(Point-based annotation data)

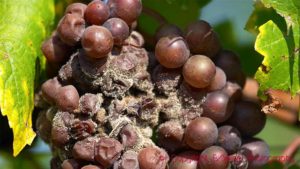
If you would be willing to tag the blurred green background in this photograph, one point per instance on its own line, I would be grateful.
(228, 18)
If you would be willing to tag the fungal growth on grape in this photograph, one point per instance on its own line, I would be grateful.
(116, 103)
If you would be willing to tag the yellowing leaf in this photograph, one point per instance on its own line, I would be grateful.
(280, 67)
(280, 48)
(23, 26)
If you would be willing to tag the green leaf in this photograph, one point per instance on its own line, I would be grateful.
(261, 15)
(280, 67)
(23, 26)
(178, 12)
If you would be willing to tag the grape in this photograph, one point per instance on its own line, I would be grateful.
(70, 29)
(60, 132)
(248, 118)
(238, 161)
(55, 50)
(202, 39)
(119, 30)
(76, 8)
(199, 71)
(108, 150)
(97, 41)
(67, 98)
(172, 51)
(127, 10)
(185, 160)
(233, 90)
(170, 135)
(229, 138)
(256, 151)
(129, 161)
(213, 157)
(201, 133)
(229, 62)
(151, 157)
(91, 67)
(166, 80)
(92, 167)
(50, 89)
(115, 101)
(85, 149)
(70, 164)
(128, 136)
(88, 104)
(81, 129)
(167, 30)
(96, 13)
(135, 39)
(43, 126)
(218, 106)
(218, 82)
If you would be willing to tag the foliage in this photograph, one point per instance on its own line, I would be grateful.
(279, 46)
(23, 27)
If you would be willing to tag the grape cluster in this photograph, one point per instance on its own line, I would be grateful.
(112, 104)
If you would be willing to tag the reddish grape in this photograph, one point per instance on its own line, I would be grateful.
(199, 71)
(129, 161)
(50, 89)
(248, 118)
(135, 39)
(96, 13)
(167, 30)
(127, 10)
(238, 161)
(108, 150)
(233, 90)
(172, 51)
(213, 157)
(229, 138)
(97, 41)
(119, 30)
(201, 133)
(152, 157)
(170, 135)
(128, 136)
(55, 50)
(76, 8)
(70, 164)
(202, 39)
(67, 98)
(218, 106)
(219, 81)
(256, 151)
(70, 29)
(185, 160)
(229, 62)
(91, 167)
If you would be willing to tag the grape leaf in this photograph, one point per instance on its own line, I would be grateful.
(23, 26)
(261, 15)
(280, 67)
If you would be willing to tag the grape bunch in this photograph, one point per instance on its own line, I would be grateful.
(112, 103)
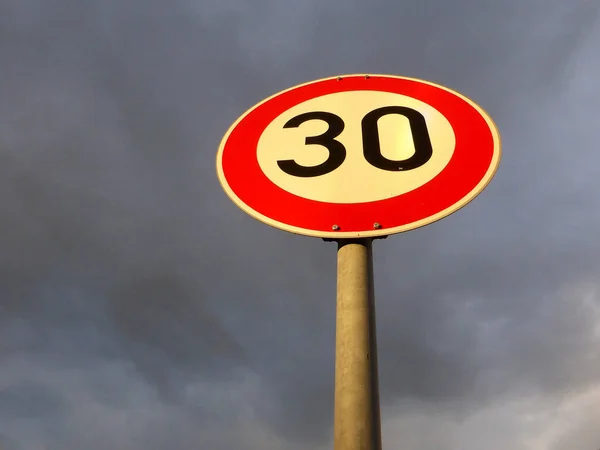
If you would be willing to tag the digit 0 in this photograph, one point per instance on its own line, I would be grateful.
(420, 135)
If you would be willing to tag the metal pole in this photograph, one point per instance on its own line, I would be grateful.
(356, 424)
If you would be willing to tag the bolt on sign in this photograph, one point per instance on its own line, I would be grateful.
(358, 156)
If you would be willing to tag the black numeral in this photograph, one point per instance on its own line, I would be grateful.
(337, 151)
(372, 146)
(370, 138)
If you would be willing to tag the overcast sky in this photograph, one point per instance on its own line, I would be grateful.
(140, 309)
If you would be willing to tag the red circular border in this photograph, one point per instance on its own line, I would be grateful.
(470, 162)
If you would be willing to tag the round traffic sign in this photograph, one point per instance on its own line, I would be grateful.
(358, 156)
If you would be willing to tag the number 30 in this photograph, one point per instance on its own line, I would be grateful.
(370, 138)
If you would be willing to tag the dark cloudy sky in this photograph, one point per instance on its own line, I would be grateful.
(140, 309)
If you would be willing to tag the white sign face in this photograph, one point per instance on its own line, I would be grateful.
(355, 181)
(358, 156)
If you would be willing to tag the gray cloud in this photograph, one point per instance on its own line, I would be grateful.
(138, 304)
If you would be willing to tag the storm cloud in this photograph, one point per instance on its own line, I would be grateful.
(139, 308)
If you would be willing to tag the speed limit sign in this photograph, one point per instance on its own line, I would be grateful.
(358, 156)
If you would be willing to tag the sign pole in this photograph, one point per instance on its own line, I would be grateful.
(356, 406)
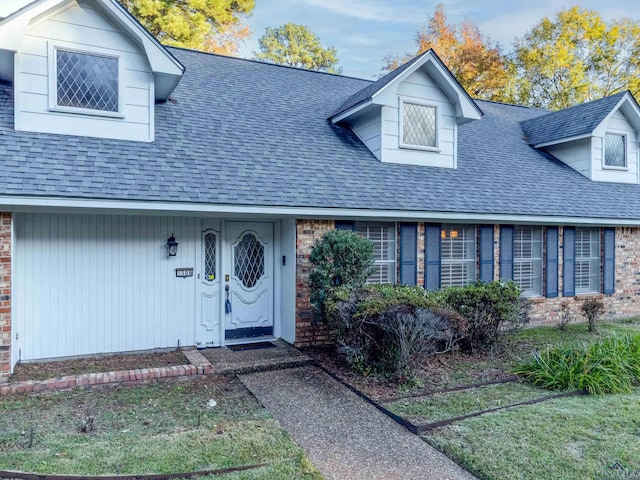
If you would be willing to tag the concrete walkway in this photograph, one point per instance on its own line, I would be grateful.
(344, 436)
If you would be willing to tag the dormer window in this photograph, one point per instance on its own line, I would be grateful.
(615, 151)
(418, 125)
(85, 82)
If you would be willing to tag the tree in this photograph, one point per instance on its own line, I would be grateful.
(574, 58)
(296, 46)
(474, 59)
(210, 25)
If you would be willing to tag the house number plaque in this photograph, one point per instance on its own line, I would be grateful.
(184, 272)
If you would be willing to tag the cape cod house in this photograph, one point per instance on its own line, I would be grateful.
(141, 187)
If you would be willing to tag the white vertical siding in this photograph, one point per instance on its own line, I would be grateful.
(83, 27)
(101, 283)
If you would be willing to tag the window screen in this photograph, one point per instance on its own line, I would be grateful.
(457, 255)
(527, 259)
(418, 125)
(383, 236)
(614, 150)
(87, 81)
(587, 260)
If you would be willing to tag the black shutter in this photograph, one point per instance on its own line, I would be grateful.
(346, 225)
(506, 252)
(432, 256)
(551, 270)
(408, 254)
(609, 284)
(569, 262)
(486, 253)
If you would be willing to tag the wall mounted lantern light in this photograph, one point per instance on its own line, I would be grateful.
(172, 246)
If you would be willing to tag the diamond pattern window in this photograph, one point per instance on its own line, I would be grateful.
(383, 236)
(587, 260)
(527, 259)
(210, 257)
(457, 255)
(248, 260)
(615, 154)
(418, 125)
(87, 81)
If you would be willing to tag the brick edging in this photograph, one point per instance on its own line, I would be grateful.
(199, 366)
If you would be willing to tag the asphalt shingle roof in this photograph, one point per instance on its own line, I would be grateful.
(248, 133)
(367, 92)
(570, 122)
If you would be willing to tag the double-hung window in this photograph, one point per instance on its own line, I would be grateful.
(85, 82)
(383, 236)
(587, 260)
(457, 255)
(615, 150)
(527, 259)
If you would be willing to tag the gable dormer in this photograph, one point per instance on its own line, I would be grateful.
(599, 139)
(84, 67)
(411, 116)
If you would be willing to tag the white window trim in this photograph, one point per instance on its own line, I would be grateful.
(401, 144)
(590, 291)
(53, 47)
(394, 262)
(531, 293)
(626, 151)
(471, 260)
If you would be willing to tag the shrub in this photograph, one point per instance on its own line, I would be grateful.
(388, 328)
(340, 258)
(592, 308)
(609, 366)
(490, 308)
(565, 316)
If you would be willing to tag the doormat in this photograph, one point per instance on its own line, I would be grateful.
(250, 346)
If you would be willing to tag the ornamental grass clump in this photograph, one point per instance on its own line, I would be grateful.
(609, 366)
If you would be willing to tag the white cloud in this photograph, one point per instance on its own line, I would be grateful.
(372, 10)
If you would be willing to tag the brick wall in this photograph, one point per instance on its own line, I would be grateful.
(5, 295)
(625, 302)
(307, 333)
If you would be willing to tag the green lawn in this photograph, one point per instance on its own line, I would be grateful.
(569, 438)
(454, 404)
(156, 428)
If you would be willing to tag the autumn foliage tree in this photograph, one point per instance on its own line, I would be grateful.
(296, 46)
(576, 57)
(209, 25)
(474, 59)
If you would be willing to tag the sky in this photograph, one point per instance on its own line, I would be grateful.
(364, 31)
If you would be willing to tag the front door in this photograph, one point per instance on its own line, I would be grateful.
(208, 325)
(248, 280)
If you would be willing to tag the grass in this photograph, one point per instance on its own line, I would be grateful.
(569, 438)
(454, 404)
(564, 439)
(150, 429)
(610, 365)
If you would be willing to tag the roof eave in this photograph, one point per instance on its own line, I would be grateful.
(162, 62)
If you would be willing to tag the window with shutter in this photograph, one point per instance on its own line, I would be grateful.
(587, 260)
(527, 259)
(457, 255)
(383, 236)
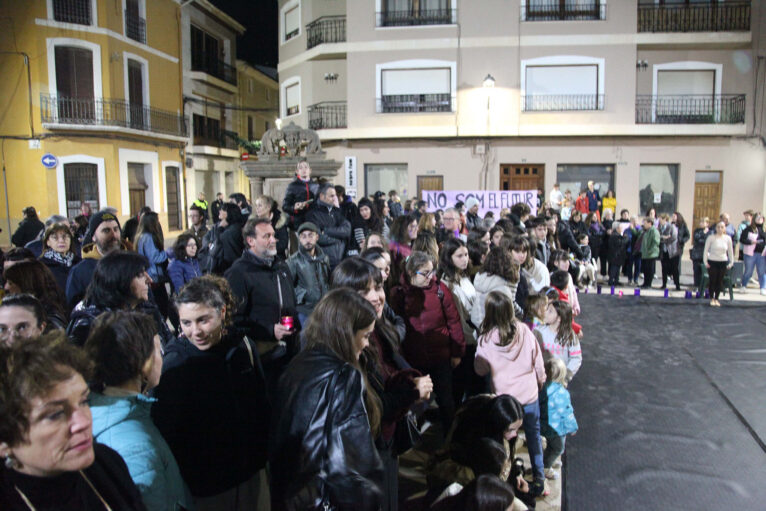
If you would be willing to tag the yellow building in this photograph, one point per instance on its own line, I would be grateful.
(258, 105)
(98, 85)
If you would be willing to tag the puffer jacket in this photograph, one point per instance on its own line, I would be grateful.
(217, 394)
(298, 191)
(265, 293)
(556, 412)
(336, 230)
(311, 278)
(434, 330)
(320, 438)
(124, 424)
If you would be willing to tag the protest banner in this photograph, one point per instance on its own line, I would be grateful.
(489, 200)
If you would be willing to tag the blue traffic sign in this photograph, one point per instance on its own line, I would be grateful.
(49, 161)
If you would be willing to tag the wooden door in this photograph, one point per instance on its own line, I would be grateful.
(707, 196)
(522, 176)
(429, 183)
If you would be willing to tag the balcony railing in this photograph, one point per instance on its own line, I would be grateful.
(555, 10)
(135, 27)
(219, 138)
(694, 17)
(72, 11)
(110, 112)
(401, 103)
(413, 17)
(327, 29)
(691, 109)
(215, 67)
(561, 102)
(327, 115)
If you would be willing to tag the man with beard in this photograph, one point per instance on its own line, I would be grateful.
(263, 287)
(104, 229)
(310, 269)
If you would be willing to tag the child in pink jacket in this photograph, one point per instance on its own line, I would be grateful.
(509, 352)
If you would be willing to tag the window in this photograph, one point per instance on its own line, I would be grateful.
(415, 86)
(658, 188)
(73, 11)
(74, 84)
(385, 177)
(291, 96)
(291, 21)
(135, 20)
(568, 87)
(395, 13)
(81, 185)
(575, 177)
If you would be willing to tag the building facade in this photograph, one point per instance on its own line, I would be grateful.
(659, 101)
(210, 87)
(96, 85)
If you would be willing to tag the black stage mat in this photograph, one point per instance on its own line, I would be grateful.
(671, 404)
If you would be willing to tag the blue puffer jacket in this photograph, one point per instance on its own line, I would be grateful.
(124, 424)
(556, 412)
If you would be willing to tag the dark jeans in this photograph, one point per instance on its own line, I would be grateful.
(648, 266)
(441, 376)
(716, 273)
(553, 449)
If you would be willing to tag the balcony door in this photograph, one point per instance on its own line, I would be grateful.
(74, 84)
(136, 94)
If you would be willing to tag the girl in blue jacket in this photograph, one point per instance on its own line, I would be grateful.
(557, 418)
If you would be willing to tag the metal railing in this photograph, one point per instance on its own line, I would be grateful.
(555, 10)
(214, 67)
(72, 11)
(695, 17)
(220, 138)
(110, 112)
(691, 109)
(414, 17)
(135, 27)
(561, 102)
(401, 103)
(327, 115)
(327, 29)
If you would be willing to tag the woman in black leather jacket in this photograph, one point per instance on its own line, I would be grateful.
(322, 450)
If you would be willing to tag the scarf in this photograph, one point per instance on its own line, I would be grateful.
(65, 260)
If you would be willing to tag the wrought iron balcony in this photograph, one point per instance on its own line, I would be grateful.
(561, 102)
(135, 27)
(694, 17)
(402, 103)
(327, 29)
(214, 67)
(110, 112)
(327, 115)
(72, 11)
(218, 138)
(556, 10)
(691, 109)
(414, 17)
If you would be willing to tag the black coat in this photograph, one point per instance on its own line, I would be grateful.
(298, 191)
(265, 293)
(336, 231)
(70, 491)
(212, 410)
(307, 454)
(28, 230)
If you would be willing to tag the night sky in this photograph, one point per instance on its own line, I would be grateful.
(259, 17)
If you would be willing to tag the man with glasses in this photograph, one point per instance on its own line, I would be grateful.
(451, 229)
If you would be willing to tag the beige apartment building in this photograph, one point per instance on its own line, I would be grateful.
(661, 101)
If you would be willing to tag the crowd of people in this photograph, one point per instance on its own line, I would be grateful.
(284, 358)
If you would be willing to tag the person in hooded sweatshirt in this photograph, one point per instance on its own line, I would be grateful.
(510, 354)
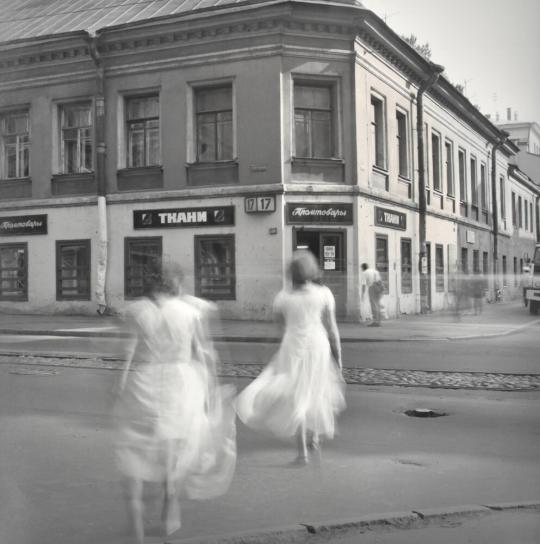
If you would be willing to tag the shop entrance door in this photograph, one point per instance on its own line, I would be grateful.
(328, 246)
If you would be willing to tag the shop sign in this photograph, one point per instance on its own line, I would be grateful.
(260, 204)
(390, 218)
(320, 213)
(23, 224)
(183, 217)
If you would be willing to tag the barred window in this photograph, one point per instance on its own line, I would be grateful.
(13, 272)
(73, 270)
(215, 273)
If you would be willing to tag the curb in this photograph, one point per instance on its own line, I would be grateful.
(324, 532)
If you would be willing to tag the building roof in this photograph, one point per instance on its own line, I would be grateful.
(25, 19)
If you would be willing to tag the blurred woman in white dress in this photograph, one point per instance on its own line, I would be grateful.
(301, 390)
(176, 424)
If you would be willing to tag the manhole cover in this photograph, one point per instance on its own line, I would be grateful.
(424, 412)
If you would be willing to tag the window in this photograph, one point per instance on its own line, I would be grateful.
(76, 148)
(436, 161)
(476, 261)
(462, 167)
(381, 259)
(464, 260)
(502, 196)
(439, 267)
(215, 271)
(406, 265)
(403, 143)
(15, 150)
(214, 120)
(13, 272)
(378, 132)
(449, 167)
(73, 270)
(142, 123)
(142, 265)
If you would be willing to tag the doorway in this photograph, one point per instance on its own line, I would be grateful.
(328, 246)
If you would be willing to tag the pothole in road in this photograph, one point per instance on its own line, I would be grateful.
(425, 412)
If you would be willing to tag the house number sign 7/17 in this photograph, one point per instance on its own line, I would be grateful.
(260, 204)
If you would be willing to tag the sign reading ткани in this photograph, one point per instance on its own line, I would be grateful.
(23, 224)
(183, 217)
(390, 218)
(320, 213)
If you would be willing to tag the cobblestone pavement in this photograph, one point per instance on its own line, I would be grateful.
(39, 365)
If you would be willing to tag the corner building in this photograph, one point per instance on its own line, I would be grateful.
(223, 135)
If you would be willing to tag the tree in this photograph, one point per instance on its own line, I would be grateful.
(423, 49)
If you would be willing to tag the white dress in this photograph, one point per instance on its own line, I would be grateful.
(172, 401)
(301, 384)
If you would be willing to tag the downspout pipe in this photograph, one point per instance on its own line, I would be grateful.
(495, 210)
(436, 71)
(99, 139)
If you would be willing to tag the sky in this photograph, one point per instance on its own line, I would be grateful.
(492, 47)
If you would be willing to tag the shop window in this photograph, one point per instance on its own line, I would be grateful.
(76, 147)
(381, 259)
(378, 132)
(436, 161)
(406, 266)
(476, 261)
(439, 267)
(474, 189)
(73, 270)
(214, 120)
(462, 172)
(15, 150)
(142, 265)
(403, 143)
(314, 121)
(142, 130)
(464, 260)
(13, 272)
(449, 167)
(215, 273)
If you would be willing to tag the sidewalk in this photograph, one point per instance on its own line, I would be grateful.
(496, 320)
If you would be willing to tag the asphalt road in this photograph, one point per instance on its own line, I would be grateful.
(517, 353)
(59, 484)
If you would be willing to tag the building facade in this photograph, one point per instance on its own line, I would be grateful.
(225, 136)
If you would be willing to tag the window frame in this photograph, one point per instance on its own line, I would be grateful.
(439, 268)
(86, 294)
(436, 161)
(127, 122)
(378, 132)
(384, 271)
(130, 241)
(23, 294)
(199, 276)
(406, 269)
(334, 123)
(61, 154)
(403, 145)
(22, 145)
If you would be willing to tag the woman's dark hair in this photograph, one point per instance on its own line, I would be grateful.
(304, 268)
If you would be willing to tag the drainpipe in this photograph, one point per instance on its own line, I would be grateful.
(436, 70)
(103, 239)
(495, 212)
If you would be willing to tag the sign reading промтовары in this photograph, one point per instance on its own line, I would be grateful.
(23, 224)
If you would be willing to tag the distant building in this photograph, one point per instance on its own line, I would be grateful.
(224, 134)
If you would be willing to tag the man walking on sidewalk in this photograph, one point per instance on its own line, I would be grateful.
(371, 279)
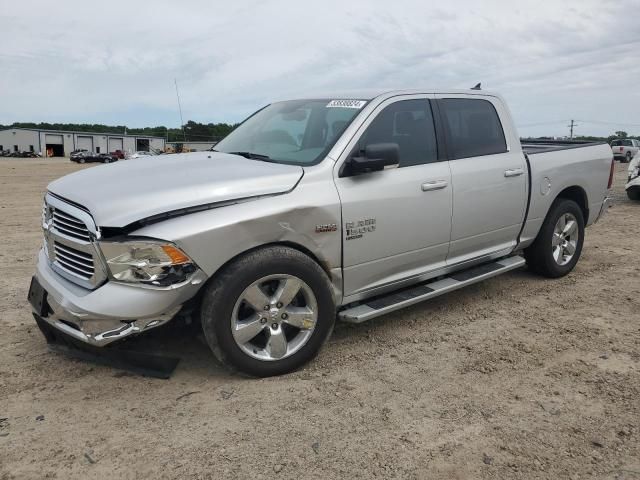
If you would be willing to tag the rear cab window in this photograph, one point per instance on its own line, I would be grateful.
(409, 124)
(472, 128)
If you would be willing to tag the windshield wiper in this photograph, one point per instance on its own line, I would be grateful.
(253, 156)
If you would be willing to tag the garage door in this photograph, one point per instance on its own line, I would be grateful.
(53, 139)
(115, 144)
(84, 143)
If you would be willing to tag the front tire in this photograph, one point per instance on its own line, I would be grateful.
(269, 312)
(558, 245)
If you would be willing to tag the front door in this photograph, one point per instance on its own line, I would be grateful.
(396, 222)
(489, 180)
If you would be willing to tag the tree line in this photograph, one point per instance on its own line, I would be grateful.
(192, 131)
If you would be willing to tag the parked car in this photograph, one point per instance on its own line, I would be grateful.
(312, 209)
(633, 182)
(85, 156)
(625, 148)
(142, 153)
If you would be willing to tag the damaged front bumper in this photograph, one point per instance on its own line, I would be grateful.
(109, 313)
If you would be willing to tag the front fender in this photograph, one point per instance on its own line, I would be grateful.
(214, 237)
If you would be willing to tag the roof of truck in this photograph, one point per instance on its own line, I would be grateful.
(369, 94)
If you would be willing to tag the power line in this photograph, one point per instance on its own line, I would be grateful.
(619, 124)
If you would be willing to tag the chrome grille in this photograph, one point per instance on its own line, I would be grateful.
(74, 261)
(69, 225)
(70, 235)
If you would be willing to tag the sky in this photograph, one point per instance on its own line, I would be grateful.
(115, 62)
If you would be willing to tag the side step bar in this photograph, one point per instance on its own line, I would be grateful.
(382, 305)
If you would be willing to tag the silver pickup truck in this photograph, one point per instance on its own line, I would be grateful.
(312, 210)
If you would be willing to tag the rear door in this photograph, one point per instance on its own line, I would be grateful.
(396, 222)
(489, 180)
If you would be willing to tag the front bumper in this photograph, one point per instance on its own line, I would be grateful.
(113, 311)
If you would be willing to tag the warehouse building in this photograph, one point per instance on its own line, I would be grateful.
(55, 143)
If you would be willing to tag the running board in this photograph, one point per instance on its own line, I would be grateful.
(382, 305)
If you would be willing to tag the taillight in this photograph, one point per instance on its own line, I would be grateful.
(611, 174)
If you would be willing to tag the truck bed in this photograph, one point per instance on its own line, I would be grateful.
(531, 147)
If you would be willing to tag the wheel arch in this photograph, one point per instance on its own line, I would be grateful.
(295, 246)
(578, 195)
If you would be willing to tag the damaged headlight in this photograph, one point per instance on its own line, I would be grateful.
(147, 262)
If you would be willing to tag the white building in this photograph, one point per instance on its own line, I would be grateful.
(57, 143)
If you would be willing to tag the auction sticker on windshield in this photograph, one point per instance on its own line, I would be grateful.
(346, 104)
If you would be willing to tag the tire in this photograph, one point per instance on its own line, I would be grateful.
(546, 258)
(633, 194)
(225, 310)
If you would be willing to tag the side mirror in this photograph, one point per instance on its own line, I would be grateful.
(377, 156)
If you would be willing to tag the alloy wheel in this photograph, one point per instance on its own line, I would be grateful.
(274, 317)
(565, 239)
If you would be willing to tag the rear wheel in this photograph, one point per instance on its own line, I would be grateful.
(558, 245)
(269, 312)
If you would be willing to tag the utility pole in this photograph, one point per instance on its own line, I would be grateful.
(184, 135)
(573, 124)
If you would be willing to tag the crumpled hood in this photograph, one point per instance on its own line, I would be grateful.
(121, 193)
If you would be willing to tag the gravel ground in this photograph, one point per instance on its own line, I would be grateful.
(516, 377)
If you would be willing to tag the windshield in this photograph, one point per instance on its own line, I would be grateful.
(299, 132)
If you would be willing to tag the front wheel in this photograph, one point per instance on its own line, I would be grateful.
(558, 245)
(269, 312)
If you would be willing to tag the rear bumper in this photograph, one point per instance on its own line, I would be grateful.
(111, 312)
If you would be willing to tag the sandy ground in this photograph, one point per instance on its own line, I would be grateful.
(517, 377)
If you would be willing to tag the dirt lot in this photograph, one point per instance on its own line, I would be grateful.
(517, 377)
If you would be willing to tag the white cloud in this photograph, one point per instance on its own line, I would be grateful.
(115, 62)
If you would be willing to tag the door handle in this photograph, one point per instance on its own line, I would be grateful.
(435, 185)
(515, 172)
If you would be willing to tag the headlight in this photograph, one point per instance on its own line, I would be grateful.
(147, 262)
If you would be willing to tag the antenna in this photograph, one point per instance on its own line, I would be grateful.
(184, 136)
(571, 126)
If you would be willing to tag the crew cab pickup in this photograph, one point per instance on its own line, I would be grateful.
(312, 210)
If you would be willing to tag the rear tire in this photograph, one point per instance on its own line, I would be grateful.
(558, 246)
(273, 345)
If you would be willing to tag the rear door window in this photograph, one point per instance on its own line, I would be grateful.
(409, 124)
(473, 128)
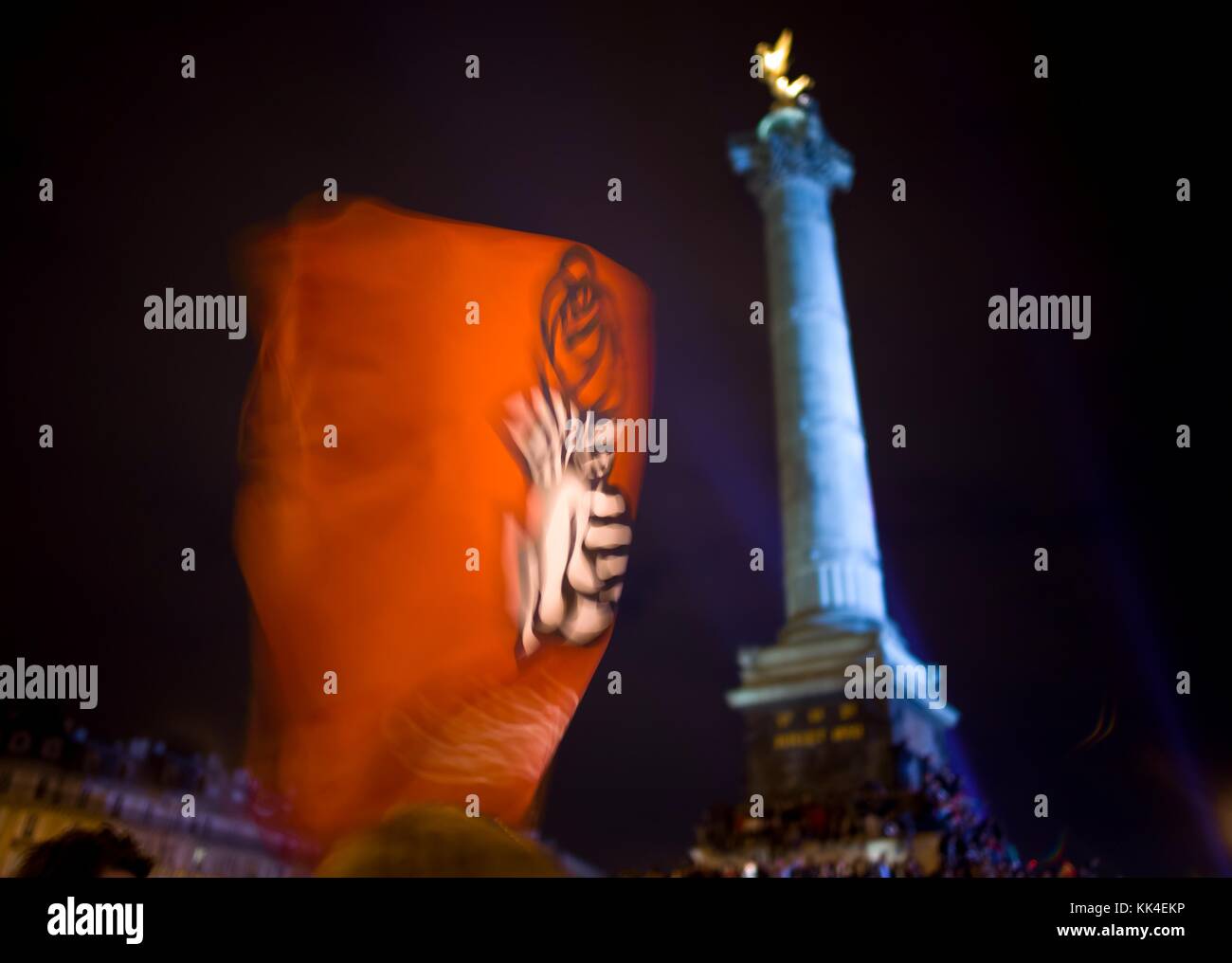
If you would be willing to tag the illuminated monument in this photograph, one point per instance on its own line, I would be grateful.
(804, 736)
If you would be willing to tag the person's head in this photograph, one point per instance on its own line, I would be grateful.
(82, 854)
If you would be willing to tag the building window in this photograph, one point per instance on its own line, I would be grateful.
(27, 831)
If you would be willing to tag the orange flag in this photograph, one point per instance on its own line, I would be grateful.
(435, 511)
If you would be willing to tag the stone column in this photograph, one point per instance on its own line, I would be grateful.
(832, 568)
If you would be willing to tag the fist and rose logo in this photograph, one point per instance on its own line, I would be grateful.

- **REQUIRED WORK**
Your task is to reproduce, exactly and exclusively, the lines from the one holding "If you would be willing to tag the building window" through the final line of the listing.

- **SOLUTION FOR THIS PROBLEM**
If you would be willing to tag the building window in this photograph, one point per instance on its own line, I would be grateful.
(27, 831)
If you would be willing to tag the orange flag in this photograph, one point per instance on its own line, I would be grateful.
(435, 511)
If you would be willing to tag the stone column in this photograph, one point per instance on its own line, I would be grateful.
(832, 568)
If you would be willing to tag the fist and rose logo in this photograph, one point per instance on its own line, I would be grateful.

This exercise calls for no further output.